INFORMATION SHOWN -
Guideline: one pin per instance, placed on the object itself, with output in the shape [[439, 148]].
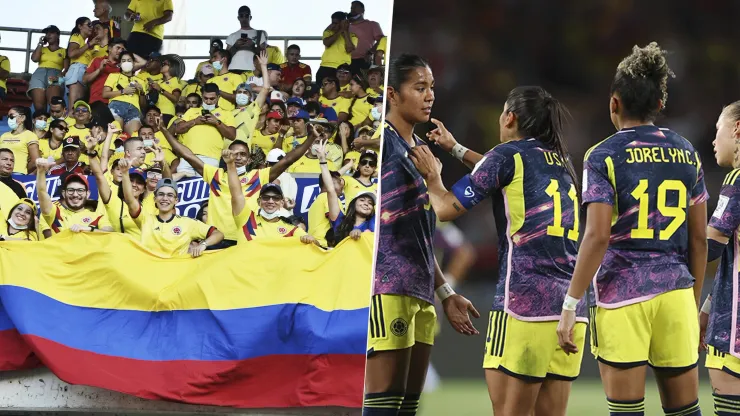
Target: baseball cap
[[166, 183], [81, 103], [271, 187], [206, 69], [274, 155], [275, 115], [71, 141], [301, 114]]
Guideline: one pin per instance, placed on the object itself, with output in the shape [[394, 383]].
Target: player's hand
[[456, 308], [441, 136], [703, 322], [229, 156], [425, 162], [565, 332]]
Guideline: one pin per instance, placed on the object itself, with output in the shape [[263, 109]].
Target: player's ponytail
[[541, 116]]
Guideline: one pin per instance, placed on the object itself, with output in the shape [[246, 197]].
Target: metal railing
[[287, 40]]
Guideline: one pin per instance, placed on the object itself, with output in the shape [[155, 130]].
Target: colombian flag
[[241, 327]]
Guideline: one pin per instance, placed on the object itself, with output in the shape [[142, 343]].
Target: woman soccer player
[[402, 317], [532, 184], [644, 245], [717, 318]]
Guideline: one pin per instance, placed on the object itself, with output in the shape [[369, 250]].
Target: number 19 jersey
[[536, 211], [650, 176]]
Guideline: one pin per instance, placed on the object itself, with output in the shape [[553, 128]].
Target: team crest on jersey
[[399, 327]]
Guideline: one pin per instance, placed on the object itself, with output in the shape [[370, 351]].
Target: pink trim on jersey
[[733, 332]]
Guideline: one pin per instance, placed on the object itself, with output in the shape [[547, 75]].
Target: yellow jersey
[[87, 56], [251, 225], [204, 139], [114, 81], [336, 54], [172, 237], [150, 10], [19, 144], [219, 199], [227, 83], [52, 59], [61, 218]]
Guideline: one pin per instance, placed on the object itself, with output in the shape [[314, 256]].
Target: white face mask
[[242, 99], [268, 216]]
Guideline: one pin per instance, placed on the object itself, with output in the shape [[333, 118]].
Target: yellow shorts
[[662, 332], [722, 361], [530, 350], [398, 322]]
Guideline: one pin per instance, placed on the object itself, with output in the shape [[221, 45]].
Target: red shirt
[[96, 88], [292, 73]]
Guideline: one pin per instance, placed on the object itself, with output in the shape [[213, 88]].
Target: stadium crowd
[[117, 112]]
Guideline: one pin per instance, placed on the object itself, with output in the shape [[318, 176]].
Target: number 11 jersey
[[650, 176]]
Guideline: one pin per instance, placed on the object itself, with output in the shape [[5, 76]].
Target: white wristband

PROBLEM - Copy the whole listing above word for word but do not carry over the pictures.

EXERCISE OUTPUT -
Guideline: one pin per instance, placed on the object itself, with output in the shape [[439, 148]].
Target: baseball cap
[[166, 183], [81, 103], [271, 187], [206, 69], [274, 155], [275, 115], [71, 141], [301, 114]]
Guideline: one pin per instance, placed on the object itself, with output in the shape [[394, 383]].
Target: player's hand
[[456, 308], [441, 136], [703, 322], [229, 156], [425, 162], [565, 332]]
Guideline: one pin per instance, placed on the object itself, with output in the shape [[263, 109]].
Target: player's ponytail
[[541, 116]]
Guideline: one pin per instance, placed on the object itself, with output in the shape [[246, 197]].
Target: metal railing
[[287, 40]]
Guideline: one pin per instance, placed on the object itself, with output in the shape [[155, 130]].
Target: colombian flag
[[241, 327]]
Guideline: one pin per instance, placed on the object itself, with output in the shape [[142, 343]].
Target: woman soccer player
[[402, 317], [532, 184], [644, 245], [717, 318]]
Guideline: one pin per instance, placed on the object itself, with output in the shape [[369, 250]].
Target: number 19 jersey
[[536, 211], [650, 176]]
Guideline: one pin per instance, placed on the object itself, with output in the shape [[553, 128]].
Target: team crest on jersey
[[399, 327]]
Guideline: one pin per instance, placed on the object itself, with output in the shape [[370, 351]].
Target: pink trim on jersey
[[733, 332]]
Guideline: one pin per instance, placed on the object itself, with output in the shape [[547, 75]].
Target: yellow jersey
[[87, 56], [251, 225], [204, 139], [114, 81], [336, 54], [172, 237], [150, 10], [19, 144], [219, 199], [227, 83], [52, 59], [61, 218]]
Guideline: one pin per instance, placed on the object itself, with output in the shape [[314, 256]].
Target: white face mask
[[242, 99], [268, 216]]
Guideline: one pin per instance, placed on the object itself, with output in the shape [[333, 118]].
Target: yellow shorts
[[662, 332], [722, 361], [530, 350], [398, 322]]
Guideline: one pin per instance, placed on the object itself, with output in the shape [[221, 45]].
Target: red shirt
[[96, 88], [292, 73]]
Guideline: one pin per instance, placed on the object itself, with output in the shape [[213, 88]].
Target: stadium crowd
[[117, 112]]
Guideline: one pin per instance, placed on the object itself, with output in the shape [[318, 176]].
Target: number 11 jersey
[[650, 176]]
Guideline: one pin per instance, placed on the object itself, with output in the shape [[5, 76]].
Target: white wristband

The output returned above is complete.